Entries from a dataset
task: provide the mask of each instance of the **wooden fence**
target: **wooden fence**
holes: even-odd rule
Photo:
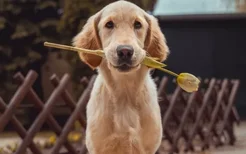
[[[75,121],[79,121],[83,132],[86,128],[86,104],[96,75],[90,79],[83,78],[87,86],[78,101],[75,101],[66,90],[70,80],[68,74],[61,79],[56,75],[51,76],[50,81],[55,89],[46,102],[43,102],[32,89],[37,76],[38,74],[32,70],[25,77],[17,73],[14,80],[19,83],[19,87],[10,102],[4,102],[0,97],[0,132],[10,123],[21,137],[22,142],[14,150],[15,154],[23,154],[26,151],[34,154],[85,154],[87,152],[85,145],[81,142],[80,146],[76,146],[67,140],[67,136],[72,131]],[[240,123],[234,106],[239,80],[206,79],[202,81],[200,90],[191,94],[185,93],[178,86],[173,93],[166,94],[167,82],[167,77],[156,78],[164,132],[159,154],[163,153],[163,149],[167,153],[176,153],[235,143],[234,124]],[[59,98],[62,98],[67,108],[71,109],[63,128],[51,114]],[[28,130],[15,116],[18,106],[24,99],[28,99],[40,111]],[[44,123],[47,123],[58,136],[48,151],[40,149],[34,143],[34,137]],[[63,147],[65,150],[62,152]]]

(Given task) Can you put each line of the items above into a JSON list of strings, one string per line, without any blank lines or pictures?

(Completed exercise)
[
  "task: provide the mask of each instance of the **wooden fence**",
  "target: **wooden fence**",
  "holes: even-odd rule",
  "Photo:",
  "[[[75,121],[79,121],[83,132],[86,128],[86,104],[96,75],[90,79],[83,78],[87,86],[78,101],[75,101],[66,90],[70,80],[68,74],[61,79],[56,75],[51,76],[50,81],[55,89],[46,102],[43,102],[32,89],[37,76],[38,74],[32,70],[25,77],[17,73],[14,80],[19,83],[19,87],[10,102],[4,102],[0,97],[0,132],[10,123],[21,137],[22,142],[14,150],[15,154],[23,154],[26,151],[34,154],[85,154],[87,152],[85,145],[81,142],[80,146],[76,146],[67,140],[67,136],[72,131]],[[240,123],[234,106],[239,80],[206,79],[202,81],[200,90],[191,94],[185,93],[178,86],[173,93],[166,94],[167,82],[167,77],[156,78],[164,132],[159,154],[163,153],[163,149],[167,153],[176,153],[235,143],[234,124]],[[59,98],[62,98],[67,108],[71,109],[63,128],[51,114]],[[28,130],[15,116],[18,106],[24,99],[28,99],[40,111]],[[44,123],[47,123],[58,136],[48,151],[40,149],[34,143],[34,137]],[[63,147],[65,150],[62,152]]]"
]